→ Work instructions: What's needed: every entry, printed exactly, minus the images.

Natural language region descriptions
········

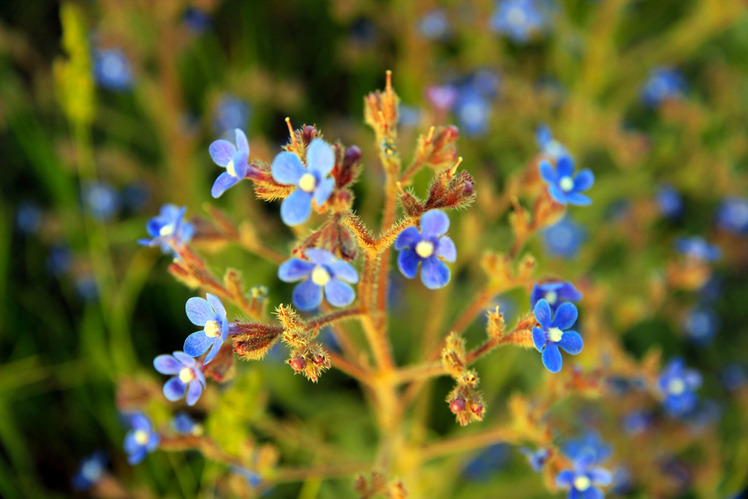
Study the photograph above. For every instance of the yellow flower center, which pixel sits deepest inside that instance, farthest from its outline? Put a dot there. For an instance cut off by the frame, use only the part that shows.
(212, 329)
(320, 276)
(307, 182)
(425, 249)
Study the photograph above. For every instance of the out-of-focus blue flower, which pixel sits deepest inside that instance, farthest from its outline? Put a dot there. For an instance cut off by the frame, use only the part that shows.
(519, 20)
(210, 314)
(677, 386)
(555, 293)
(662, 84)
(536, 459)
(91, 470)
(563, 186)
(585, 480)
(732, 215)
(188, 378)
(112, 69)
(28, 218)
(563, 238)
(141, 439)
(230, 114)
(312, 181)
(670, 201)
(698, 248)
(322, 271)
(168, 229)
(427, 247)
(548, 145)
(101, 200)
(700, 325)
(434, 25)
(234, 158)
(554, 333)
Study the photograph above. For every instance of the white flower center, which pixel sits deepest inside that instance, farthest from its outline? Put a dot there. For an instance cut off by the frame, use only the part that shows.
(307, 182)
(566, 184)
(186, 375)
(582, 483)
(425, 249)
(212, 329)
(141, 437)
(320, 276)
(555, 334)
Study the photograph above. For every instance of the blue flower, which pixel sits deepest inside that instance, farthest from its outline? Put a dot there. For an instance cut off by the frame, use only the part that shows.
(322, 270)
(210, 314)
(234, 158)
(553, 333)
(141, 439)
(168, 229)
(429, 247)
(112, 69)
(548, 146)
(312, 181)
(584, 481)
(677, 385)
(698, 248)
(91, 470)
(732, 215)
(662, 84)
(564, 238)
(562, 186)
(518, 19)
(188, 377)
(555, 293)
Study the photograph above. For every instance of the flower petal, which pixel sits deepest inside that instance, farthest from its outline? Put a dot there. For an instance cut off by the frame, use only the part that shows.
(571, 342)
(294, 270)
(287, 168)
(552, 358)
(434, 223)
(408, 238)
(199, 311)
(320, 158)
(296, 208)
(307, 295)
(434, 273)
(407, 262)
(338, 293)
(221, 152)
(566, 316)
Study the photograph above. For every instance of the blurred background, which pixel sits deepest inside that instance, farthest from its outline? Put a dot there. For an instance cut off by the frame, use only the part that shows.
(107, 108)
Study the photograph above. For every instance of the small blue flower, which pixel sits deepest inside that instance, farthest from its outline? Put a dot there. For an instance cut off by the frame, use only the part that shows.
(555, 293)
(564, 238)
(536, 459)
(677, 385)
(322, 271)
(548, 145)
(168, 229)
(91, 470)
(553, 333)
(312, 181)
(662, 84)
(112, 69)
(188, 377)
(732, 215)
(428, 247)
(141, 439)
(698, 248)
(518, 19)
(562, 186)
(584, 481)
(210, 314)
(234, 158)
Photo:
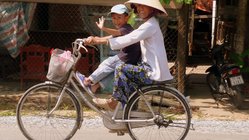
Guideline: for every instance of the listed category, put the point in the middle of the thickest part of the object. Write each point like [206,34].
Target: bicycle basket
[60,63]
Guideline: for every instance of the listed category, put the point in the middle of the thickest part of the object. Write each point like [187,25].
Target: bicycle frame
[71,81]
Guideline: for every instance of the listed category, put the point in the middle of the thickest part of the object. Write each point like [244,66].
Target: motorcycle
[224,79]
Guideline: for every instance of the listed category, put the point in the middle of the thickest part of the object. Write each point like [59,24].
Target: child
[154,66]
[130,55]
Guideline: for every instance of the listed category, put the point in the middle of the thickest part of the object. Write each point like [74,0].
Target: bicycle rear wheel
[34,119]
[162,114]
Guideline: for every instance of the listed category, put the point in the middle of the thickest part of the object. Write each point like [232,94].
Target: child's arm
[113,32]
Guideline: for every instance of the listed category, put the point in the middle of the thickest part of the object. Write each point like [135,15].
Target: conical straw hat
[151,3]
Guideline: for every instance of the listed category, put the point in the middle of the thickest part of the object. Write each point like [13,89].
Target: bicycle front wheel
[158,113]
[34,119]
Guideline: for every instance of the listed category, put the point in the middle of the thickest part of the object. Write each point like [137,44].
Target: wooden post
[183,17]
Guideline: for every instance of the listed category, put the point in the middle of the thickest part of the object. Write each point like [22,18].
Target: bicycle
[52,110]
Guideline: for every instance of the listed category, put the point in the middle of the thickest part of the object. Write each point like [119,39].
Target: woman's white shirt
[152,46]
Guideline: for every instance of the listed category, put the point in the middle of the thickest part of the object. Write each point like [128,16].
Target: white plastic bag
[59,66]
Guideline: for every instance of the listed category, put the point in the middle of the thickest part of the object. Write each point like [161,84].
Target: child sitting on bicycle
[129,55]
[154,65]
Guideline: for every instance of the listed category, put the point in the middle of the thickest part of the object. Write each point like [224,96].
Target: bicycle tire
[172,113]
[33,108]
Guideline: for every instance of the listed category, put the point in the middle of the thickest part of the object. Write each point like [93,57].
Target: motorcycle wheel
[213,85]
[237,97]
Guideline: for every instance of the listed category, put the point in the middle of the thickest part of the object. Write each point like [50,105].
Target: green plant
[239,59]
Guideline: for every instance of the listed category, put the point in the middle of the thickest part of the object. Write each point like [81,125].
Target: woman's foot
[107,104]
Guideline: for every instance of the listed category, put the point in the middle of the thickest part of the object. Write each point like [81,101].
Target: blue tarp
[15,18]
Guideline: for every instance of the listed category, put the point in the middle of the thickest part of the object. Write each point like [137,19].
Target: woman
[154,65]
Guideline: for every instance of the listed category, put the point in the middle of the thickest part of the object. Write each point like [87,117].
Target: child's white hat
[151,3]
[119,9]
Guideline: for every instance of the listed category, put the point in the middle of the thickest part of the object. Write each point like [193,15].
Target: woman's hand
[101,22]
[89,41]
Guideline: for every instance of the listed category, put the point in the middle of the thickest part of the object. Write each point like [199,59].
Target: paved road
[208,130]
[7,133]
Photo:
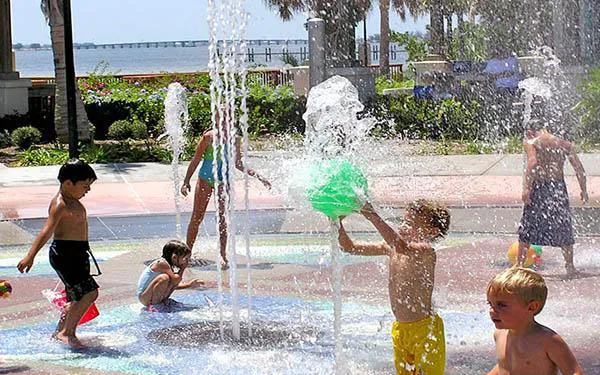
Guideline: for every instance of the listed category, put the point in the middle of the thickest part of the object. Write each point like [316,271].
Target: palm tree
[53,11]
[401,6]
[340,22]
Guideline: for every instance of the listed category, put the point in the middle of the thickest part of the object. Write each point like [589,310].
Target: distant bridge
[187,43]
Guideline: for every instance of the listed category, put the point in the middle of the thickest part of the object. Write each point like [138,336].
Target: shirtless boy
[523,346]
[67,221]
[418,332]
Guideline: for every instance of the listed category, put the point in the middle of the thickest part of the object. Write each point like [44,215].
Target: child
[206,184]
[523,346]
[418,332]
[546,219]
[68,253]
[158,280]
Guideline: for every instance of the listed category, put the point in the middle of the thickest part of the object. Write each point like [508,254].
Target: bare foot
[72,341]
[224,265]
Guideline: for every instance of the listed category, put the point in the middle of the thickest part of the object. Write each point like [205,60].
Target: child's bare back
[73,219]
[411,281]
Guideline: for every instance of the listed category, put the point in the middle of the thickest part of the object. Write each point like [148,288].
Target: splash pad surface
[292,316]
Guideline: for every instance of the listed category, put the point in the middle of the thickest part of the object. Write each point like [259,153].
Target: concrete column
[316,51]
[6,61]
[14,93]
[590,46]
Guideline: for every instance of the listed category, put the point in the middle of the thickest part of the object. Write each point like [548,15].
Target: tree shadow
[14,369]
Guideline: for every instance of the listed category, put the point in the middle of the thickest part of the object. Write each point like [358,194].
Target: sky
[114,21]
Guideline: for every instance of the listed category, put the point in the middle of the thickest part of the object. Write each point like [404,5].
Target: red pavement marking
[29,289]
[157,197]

········

→ Answer box:
Study the photograph above. For every instance of the yellow flower center, which pixel sits deepest inside that instance, farthest from its outline? Put a dot there. For an instance cut off by the frame, use only the part that shows.
(212, 329)
(320, 276)
(307, 182)
(425, 249)
Study the photograph above. For every instance of the out-of-focus blue flower, which pixel sits deepest inside that instance, farthest from its outline? Put a dot there. For an instance cut off by the frame, use only the part that shows.
(519, 20)
(210, 314)
(677, 386)
(555, 293)
(662, 84)
(536, 459)
(91, 470)
(563, 186)
(585, 480)
(732, 215)
(188, 378)
(112, 69)
(28, 218)
(563, 238)
(141, 439)
(230, 114)
(312, 181)
(670, 201)
(698, 248)
(322, 271)
(168, 229)
(427, 247)
(548, 145)
(101, 200)
(700, 325)
(434, 25)
(234, 158)
(554, 333)
Study the photograph above. For every instance of the white flower center, which pixel sits deepest inside that instance, farthest from its outline? Put a dot there. For an instance cut off by the frame, use only the part that shows.
(307, 182)
(566, 184)
(186, 375)
(582, 483)
(425, 249)
(212, 329)
(141, 437)
(320, 276)
(555, 334)
Study the photograph above. For every instance of the blue flower, which pixel sits deepest inside that instance, farthest from its outline? Put a dot there. For an instance cut off by the frame, use only the part that shows.
(322, 270)
(210, 314)
(234, 158)
(553, 333)
(141, 439)
(168, 229)
(429, 247)
(112, 69)
(548, 146)
(312, 181)
(584, 481)
(677, 385)
(698, 248)
(91, 470)
(732, 215)
(662, 84)
(564, 238)
(562, 186)
(518, 19)
(188, 377)
(555, 293)
Study the photograph above. For every instance of the flower petal, which pixel sits deepest inside that instance, farthest from its outline? Put a dot there. For an instance cut off by the frame, use only the part that shows.
(571, 342)
(294, 270)
(287, 168)
(552, 358)
(434, 223)
(408, 238)
(199, 311)
(320, 158)
(296, 208)
(307, 295)
(434, 273)
(407, 262)
(338, 293)
(221, 152)
(566, 316)
Study the photograph above. For every instance of the blurred background, which pixel sits deepest inside that instance, farthest from its outline? Put a dot there. For an instance cut off by the frame, use only the part that shows.
(107, 108)
Study the photograph above. For every instance of the small blue flower, which pixel sits deepest inside that instance, farthest from its outline? Put a dot there. For an instance cut off by the frame, use only the part that shows.
(555, 293)
(564, 238)
(536, 459)
(677, 385)
(322, 271)
(548, 145)
(168, 229)
(91, 470)
(553, 333)
(312, 181)
(662, 84)
(112, 69)
(188, 377)
(732, 215)
(428, 247)
(141, 439)
(698, 248)
(518, 19)
(562, 186)
(584, 481)
(210, 314)
(234, 158)
Photo:
Guideline: for every instance of the listed category, put the point in the middle of the thickest part of the object. Write each point like [206,34].
Target: bicycle basket
[60,63]
Guideline: for every instance of the listed category, put the point in the middle of the thickest part of the object. Write each point like [187,25].
Target: bicycle frame
[71,81]
Guideline: for every instance of the listed category, put the point in the middle of the thickest part of the object. Write each point like [244,66].
Target: motorcycle
[224,79]
Guideline: for every instance of the listed category, put the point in the middle of the thickest part of the object. Write each point like [59,24].
Target: child
[154,66]
[130,55]
Guideline: for every instance of the listed category, put the point in the middle of the thickest part of the object. Write each point like [74,0].
Target: bicycle rear wheel
[34,119]
[162,114]
Guideline: for every instance of the listed category, put the point in the middle of the thickest part of the object. Write each point like [232,94].
Target: child's arm
[113,32]
Guideline: for every instance of the listed category, put the point in the middle of the thickest part of the object. Write each point like [135,15].
Target: conical straw hat
[151,3]
Guideline: for every instance of the listed category, put the point in the middle of the thickest part of the object. Write each point like [13,89].
Target: bicycle front wheel
[158,113]
[34,119]
Guideline: for every instance of the listed category, put the point in the middle of the thickest part of the object. Write each point like [137,44].
Target: wooden post
[183,17]
Guideline: for every instance of the listed category, put the point in the middle of the thickest part of the object. Write each point like [22,18].
Target: bicycle
[52,110]
Guideline: for every instance of the listed category, put the point in the middle of the thickest part of the object. Write each point like [119,39].
Target: woman's white shirt
[152,46]
Guideline: for every instance of the listed category, put the point in the middle of the thickest part of the object. Write each point like [128,16].
Target: white plastic bag
[59,66]
Guideline: for every instance of the listed category, put the point in the middle of the thickest part of the object. Write each point like [161,84].
Target: child sitting on bicycle
[129,55]
[154,65]
Guideline: for every instance of the listed category, put the point in the middle of the thickest part of the object. Write each point like [224,96].
Target: bicycle tire
[172,113]
[33,108]
Guideline: for every instance of the listed category, put the point in the middle of the thickest part of the object. Write each point like [93,57].
Target: motorcycle wheel
[213,85]
[237,97]
Guideline: for every instance of the listed category, put the point in the middle of the thickest part of the object. Write each point like [50,105].
Target: green plant
[239,59]
Guideline: for every instance of the listed category, put the point in the middle of the thickest part of the object. Write each point like [81,125].
Target: woman's foot
[107,104]
Guideline: for every instance of the listed category, put the point in the middle of the thickest part of the object. Write each point like [81,101].
Target: blue tarp
[15,18]
Guideline: for every instance of the listed category, put the point in the middle of the thickest part of the object. Write each point like [137,19].
Target: woman
[154,65]
Guideline: for every instance of the listed category, put the point in the middle of the thickest part of the object. Write each point like [87,117].
Target: child's white hat
[151,3]
[119,9]
Guideline: for every instance of the listed category, put the point in the middle of the thickest part of the object. Write each point like [193,15].
Target: woman's hand
[101,22]
[89,41]
Guideline: for every instance of the listed category, put the point in the middle of the thickest part of the object. Write each point like [199,59].
Target: paved road
[208,130]
[7,133]
Photo:
Guideline: for every instance of the listed category, put the point in the middle of the thickest part of the object. Write each point like [316,271].
Target: palm tree
[53,11]
[401,6]
[340,22]
Guideline: for every instance of the listed category, put the point in the middle of the thickest part of the object. Write each point like [589,310].
Target: distant bridge
[187,43]
Guideline: for every instance of the listed category, put the point in the middle of the thickest part of the object. Write each point like [138,336].
Target: shirtless boy
[523,346]
[67,221]
[418,332]
Guideline: for every instance of the listed category, put the point in the middle of the thickest part of the object. Write each point like [44,215].
Target: child
[206,184]
[523,346]
[418,332]
[546,219]
[68,253]
[158,280]
Guideline: for every instance of the listed category, put the point in the middle of the thickest part of the object. Write each point like [508,254].
Target: bare foot
[72,341]
[224,265]
Guideline: for every instance of the listed category, put the point in the middle of the thickest part of the object. Write each point like [205,60].
Target: child's bare back
[73,219]
[411,281]
Guideline: for every instance of the listed category, put the point in the middle of the thickest part of the object. Write each point like [148,288].
Target: splash pad surface
[292,316]
Guideline: for every instance of the listed category, put the point in the middle of the thickest part of the object. Write each point like [259,153].
Target: concrete column
[316,51]
[6,61]
[14,93]
[590,46]
Guideline: for every instance of the listed category, put the point in the middle of the thickest part of the object. Write each point like [548,15].
Target: tree shadow
[14,369]
Guideline: for every instance of the listed category, put the point in the middle of the thickest part of the object. Write each point like [358,194].
Target: sky
[114,21]
Guideline: for every instance of the listed category, put the point in the middle of the thickest part of the object. Write each point like [404,5].
Target: red pavement marking
[29,289]
[157,197]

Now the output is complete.